# YOUR OBJECTIVE
Each record must be repeated exactly as it stands.

Saved data entries
⁂

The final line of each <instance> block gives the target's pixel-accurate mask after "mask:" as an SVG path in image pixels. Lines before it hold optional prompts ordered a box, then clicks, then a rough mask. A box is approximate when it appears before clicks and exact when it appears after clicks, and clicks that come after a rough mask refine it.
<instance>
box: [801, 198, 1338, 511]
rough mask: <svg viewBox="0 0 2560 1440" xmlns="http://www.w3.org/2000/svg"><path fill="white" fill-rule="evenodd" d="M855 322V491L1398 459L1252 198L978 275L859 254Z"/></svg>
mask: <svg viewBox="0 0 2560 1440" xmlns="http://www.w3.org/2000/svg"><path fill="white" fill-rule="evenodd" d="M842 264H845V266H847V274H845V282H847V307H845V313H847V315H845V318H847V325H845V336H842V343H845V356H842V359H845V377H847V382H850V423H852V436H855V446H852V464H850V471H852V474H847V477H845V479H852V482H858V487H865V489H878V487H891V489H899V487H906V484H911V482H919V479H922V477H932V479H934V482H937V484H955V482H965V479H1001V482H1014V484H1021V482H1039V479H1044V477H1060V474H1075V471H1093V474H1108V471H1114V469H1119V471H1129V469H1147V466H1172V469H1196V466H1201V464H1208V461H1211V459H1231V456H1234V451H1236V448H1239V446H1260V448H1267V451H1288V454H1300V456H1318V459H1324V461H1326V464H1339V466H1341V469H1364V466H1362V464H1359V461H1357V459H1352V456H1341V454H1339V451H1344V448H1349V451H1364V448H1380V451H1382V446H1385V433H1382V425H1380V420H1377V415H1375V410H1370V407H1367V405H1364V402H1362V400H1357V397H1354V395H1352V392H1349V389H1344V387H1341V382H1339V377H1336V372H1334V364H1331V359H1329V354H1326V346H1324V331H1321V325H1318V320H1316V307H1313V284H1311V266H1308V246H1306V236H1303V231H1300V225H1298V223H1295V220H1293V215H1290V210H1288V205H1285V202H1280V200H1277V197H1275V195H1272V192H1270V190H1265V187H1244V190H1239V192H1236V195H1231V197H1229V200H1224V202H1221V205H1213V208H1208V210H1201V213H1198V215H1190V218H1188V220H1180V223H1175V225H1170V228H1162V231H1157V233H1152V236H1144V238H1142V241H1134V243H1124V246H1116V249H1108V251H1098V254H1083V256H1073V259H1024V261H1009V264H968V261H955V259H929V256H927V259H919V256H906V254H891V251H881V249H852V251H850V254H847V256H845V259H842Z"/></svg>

⁂

# EXERCISE RESPONSE
The final line of each <instance> block gives the target's pixel-accurate mask after "mask:" as an SVG path in image pixels. Lines before it hold optional prompts ordered a box, then clicks, then a rough mask. A box is approximate when it appears before clicks and exact when it appears after clicks, and clicks that come after a rough mask refine it.
<instance>
box: [801, 198, 1338, 511]
rough mask: <svg viewBox="0 0 2560 1440" xmlns="http://www.w3.org/2000/svg"><path fill="white" fill-rule="evenodd" d="M855 322V491L1398 459L1252 198L978 275L859 254Z"/></svg>
mask: <svg viewBox="0 0 2560 1440" xmlns="http://www.w3.org/2000/svg"><path fill="white" fill-rule="evenodd" d="M842 264H845V266H847V274H845V282H847V307H845V313H847V315H845V318H847V325H845V336H842V343H845V356H842V359H845V377H847V382H850V423H852V436H855V446H852V464H850V471H852V474H847V477H845V479H852V482H858V487H865V489H878V487H891V489H899V487H906V484H911V482H919V479H922V477H932V479H934V482H937V484H955V482H965V479H1001V482H1014V484H1021V482H1039V479H1044V477H1060V474H1075V471H1093V474H1108V471H1114V469H1119V471H1129V469H1147V466H1172V469H1196V466H1201V464H1208V461H1211V459H1231V456H1234V451H1236V448H1239V446H1260V448H1267V451H1288V454H1300V456H1318V459H1324V461H1326V464H1339V466H1341V469H1364V466H1362V464H1359V461H1357V459H1352V456H1341V454H1339V451H1344V448H1349V451H1364V448H1380V451H1382V446H1385V433H1382V425H1380V420H1377V415H1375V410H1370V407H1367V405H1364V402H1362V400H1357V397H1354V395H1352V392H1349V389H1344V387H1341V382H1339V377H1336V372H1334V364H1331V359H1329V354H1326V346H1324V331H1321V325H1318V320H1316V307H1313V284H1311V266H1308V246H1306V236H1303V231H1300V225H1298V223H1295V220H1293V215H1290V210H1288V205H1285V202H1280V200H1277V197H1275V195H1272V192H1270V190H1265V187H1244V190H1239V192H1236V195H1231V197H1229V200H1224V202H1221V205H1213V208H1208V210H1201V213H1198V215H1190V218H1188V220H1180V223H1175V225H1170V228H1162V231H1157V233H1152V236H1144V238H1142V241H1134V243H1124V246H1116V249H1108V251H1098V254H1083V256H1073V259H1024V261H1009V264H968V261H955V259H929V256H927V259H919V256H906V254H891V251H881V249H852V251H850V254H847V256H845V259H842Z"/></svg>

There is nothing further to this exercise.